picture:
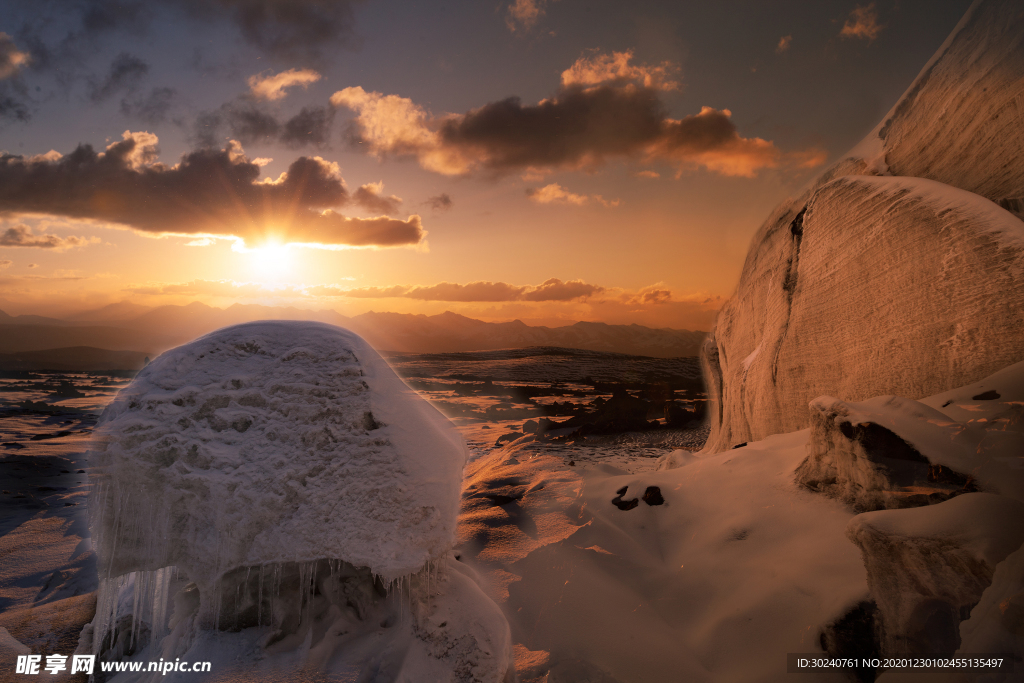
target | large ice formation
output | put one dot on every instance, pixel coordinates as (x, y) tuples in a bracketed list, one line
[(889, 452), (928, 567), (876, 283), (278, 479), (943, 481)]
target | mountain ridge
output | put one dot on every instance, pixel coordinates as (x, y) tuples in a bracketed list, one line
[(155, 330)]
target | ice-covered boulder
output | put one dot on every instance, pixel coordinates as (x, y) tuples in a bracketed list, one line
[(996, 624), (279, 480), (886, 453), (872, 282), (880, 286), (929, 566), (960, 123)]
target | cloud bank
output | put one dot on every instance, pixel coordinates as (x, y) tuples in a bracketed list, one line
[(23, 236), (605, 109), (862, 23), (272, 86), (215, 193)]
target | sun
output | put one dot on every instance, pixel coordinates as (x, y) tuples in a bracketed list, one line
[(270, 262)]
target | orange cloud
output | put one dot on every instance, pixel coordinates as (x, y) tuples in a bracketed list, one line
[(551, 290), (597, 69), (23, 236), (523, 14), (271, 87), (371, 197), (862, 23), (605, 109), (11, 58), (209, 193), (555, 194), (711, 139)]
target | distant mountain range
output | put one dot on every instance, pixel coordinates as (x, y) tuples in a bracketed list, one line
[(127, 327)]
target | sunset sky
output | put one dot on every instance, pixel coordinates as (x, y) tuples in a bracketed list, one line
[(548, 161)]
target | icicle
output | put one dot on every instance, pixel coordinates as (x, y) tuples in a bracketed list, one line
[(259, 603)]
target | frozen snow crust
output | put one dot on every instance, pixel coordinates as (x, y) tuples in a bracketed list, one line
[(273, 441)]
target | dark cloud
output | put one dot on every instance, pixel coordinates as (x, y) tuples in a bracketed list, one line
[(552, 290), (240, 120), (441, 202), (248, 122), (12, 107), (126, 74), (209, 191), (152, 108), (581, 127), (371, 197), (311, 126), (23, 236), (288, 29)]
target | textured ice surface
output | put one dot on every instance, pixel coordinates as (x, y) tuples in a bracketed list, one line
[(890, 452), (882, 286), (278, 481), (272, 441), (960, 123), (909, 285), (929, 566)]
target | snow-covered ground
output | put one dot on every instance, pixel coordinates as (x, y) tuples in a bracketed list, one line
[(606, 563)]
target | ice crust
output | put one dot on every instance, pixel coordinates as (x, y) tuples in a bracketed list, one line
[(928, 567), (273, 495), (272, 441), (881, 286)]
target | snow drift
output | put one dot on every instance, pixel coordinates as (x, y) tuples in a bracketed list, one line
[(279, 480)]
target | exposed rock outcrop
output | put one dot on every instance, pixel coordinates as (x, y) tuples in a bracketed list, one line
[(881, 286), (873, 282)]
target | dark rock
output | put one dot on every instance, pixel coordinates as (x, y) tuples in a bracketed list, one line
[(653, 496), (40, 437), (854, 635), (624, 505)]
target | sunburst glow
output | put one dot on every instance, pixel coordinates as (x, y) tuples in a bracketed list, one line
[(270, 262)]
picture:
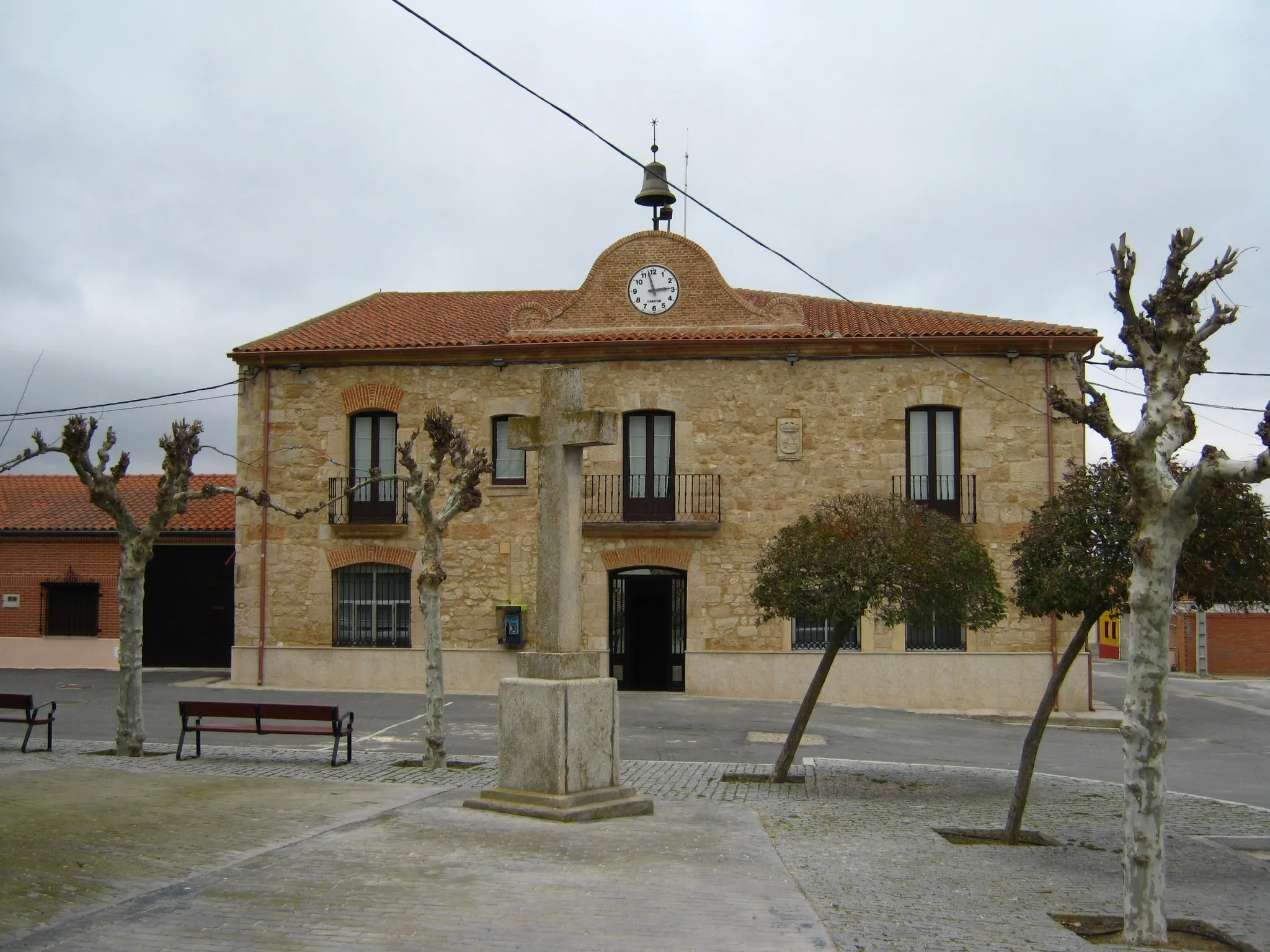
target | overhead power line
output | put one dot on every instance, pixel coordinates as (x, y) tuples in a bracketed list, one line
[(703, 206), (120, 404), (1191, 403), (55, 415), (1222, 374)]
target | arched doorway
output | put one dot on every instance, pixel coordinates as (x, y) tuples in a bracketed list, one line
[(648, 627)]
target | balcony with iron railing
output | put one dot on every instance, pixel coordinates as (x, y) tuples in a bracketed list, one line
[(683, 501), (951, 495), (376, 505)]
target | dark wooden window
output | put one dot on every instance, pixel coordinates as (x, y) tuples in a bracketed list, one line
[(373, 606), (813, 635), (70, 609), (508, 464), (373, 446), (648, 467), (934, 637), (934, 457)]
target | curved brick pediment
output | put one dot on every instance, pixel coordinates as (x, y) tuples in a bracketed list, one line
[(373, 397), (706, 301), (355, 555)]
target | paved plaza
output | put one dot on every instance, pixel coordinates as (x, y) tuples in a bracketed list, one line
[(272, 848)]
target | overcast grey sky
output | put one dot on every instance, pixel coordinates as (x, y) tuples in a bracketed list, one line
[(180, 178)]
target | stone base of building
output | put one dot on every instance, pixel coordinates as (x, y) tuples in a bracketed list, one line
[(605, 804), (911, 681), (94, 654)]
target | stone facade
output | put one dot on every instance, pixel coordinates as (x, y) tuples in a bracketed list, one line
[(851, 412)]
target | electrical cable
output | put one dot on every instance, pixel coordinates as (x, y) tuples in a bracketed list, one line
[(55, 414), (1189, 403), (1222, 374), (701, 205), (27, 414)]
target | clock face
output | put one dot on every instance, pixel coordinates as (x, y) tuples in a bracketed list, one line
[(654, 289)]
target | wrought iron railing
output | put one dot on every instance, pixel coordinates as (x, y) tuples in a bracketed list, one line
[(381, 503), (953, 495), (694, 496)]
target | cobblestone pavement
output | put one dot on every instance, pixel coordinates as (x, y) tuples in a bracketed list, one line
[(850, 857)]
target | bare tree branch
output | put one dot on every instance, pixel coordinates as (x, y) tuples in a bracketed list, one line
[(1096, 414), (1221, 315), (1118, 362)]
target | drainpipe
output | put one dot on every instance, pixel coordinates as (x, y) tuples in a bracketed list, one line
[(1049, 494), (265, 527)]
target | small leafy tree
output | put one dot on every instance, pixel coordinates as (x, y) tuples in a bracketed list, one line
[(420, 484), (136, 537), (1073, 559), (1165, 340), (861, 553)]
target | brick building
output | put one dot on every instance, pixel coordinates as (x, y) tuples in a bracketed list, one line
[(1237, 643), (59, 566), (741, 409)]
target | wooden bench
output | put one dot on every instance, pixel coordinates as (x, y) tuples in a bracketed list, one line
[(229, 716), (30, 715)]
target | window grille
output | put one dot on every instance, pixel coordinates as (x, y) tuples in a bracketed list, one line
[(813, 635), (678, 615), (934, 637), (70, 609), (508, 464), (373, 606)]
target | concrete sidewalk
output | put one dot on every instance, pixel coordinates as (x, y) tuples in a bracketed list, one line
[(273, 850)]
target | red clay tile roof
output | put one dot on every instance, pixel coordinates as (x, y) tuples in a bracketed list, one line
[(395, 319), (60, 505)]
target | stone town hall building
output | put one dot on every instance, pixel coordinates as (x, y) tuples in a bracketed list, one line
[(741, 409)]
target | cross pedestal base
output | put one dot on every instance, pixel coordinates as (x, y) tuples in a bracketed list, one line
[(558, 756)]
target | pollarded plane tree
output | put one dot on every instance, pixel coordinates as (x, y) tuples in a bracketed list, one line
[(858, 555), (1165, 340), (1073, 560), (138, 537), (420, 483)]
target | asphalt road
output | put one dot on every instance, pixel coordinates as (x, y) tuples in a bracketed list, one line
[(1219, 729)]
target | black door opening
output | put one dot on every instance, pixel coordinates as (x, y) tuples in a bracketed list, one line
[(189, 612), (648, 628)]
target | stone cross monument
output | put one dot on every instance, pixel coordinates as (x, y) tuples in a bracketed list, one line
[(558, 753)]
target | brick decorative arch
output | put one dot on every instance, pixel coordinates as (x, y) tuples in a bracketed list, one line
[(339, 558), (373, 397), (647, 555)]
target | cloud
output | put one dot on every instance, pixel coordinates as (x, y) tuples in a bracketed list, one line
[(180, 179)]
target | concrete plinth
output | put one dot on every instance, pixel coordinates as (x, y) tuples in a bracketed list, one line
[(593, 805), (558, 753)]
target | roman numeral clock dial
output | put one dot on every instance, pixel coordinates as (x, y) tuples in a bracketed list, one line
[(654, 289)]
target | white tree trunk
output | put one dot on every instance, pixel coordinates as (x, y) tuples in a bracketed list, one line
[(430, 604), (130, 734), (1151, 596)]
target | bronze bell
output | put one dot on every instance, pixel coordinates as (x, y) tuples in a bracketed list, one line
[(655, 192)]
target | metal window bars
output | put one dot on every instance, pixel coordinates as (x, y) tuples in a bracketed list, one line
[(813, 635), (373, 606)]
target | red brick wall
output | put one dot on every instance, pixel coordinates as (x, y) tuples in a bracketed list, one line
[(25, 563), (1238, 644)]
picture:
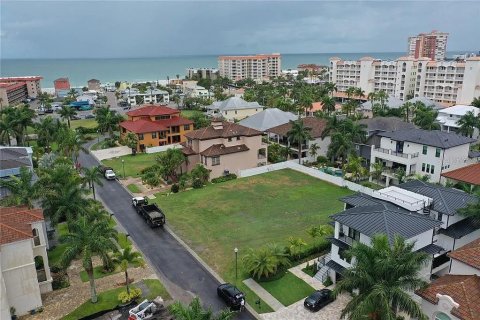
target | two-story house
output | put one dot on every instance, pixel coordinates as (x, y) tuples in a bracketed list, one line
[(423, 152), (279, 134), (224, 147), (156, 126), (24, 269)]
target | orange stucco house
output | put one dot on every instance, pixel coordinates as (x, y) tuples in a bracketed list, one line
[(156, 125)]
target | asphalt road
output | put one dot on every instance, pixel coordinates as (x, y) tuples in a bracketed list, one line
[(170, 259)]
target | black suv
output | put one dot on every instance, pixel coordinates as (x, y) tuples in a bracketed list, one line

▬▬▬▬▬▬

:: Task goal ::
Copy out each line of the listing that holds the string "building".

:: The completed task ::
target | stone base of building
target | brick building
target | stone town hall building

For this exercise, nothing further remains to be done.